Textauszug.
===
AFlieger hat gesagt.:


> Hallo Mike,
> 
> verwendest du in beiden Fällen einund denselben Persistence Provider?
> da kann es mämlich durchaus unterschiede geben und sich das Verhalten erklären lassen.



Ja, schon  das ist beides mal Hibernate (auch die Version ist identisch)

Ich vermute, dass irgendwo irgendwer die Session schliesst, ich versteh halt bloss noch nicht wer das macht, denn eigentlich steuert ja die umgebende Transaktion den Gesamtablauf. Wie es dann trotz laufender Transaktion zu detachten Objekten kommen kann ist schon merkwürdig.


----------



## AFlieger (15. Sep 2011)

Hi Mike,
wie ich sehe, verwendest du unterschiedliche Transaction-Manager.

Versuch im zweiten Beispiel mal den 

anstatt
*org.springframework.orm.jpa.JpaTransactionManager*

den für Hibernate

*org.springframework.orm.hibernate.HibernateTransactionManager*

Das fällt mir jetzt auf die Schnelle ein.


----------



## dmike (16. Sep 2011)

AFlieger hat gesagt.:


> Hi Mike,
> wie ich sehe, verwendest du unterschiedliche Transaction-Manager.
> 
> Versuch im zweiten Beispiel mal den
> ...



Jep, das ist es gewesen. Super danke!
===
Bereitgestellte Daten.
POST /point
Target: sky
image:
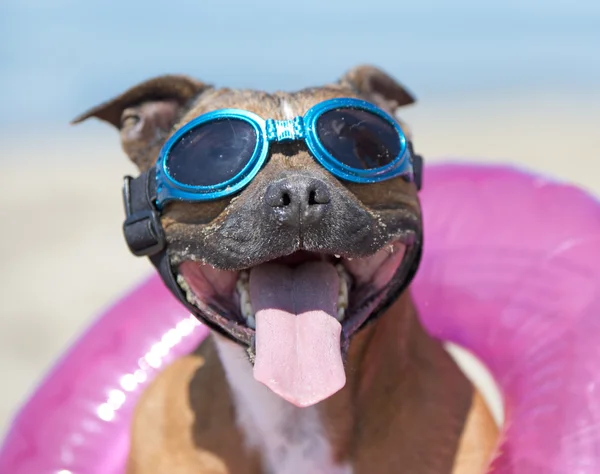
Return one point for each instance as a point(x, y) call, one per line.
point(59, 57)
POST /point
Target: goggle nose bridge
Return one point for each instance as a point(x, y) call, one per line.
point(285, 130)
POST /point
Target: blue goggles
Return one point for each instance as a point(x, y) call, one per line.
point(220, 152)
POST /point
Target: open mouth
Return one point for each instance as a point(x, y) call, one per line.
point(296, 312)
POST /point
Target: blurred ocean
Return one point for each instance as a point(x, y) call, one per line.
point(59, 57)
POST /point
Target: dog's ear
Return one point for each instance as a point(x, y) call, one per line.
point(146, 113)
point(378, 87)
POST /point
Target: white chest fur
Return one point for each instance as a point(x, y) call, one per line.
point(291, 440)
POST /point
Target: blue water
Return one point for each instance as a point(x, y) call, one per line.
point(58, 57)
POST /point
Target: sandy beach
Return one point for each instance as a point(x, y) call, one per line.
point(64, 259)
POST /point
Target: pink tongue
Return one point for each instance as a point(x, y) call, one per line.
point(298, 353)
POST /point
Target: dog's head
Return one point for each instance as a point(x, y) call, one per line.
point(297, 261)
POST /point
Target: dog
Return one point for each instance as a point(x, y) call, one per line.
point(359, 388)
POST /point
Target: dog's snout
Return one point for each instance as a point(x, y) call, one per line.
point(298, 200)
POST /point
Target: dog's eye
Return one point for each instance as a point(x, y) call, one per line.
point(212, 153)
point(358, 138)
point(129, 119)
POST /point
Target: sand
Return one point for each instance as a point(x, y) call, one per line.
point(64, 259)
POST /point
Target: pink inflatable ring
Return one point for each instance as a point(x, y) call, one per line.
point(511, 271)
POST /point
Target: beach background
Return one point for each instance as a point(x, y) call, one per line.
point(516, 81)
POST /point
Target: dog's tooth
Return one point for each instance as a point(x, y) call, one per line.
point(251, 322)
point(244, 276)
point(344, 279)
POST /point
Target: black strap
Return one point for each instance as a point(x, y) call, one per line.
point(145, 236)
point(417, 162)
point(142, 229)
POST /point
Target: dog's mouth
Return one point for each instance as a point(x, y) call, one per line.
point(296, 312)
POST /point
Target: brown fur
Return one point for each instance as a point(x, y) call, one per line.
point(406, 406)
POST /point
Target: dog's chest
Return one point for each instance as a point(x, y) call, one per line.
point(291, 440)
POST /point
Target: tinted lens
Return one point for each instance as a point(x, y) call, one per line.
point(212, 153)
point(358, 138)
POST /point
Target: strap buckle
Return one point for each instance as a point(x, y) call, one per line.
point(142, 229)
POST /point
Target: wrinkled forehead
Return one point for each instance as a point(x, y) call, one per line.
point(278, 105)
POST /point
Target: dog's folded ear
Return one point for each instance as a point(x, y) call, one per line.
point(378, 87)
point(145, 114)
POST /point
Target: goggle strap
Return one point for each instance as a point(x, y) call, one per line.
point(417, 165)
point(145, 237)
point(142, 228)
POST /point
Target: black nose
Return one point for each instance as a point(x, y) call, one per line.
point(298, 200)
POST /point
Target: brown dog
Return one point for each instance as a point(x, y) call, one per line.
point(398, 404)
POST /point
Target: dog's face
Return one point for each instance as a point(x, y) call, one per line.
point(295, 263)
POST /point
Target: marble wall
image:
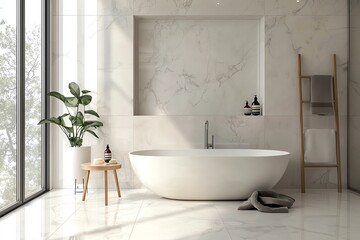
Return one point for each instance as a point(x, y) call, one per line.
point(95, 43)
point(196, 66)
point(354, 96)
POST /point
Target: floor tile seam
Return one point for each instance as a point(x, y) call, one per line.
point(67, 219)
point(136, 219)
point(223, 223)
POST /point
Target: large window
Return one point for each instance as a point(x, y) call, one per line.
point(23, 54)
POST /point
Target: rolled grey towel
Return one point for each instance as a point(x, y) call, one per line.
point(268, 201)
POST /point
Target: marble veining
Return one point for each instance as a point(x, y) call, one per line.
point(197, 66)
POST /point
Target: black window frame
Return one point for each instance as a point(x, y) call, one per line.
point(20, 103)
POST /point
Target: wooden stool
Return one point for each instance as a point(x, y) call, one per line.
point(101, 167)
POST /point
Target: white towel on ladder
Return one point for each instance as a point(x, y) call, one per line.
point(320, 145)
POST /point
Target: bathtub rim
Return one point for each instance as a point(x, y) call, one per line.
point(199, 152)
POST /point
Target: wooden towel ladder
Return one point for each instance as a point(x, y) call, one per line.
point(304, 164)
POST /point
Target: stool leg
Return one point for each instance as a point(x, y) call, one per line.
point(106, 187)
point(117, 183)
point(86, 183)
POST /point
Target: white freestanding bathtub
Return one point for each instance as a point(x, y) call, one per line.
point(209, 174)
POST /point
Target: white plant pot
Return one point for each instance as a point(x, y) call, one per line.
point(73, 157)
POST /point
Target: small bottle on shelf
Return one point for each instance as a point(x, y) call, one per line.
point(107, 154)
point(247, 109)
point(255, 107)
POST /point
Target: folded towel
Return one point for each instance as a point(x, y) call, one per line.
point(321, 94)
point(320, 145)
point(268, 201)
===
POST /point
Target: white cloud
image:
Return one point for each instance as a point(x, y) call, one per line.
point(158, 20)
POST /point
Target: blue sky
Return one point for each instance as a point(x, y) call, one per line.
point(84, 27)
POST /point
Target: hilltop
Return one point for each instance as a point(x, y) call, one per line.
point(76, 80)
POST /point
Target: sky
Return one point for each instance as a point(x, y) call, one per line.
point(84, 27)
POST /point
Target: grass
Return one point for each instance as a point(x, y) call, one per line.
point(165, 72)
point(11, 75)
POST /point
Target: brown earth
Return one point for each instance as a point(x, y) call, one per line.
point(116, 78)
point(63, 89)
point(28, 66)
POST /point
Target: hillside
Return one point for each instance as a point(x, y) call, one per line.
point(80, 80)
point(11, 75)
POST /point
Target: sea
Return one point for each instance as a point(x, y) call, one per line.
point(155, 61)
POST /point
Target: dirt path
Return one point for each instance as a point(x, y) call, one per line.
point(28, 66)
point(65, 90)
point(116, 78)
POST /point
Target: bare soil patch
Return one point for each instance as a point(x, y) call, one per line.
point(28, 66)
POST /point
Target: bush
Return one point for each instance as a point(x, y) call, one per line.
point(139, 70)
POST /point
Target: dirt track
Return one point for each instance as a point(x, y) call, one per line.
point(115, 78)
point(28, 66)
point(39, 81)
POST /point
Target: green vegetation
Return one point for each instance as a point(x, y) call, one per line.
===
Aufgabe A.
Fasse den Textauszug in zwei Sätzen zusammen.
Aufgabe B.
Liste alle Personen- und Benutzernamen auf, die im Textauszug vorkommen.
Aufgabe C.
Welchen Transaction-Manager soll man laut Textauszug im zweiten Beispiel anstelle des bisherigen verwenden?
Die Zeilen haben mit dem Textauszug nichts zu tun.

Endergebnis A.
Ein Teilnehmer verwendet in beiden Fällen Hibernate in derselben Version und wundert sich, wie es trotz laufender Transaktion zu detachten Objekten kommen kann. AFlieger empfiehlt, im zweiten Beispiel statt des JpaTransactionManager den HibernateTransactionManager einzusetzen, und ein weiterer Beitrag bestätigt, dass das die Lösung war.

Endergebnis B.
AFlieger, Mike, dmike

Endergebnis C.
org.springframework.orm.hibernate.HibernateTransactionManager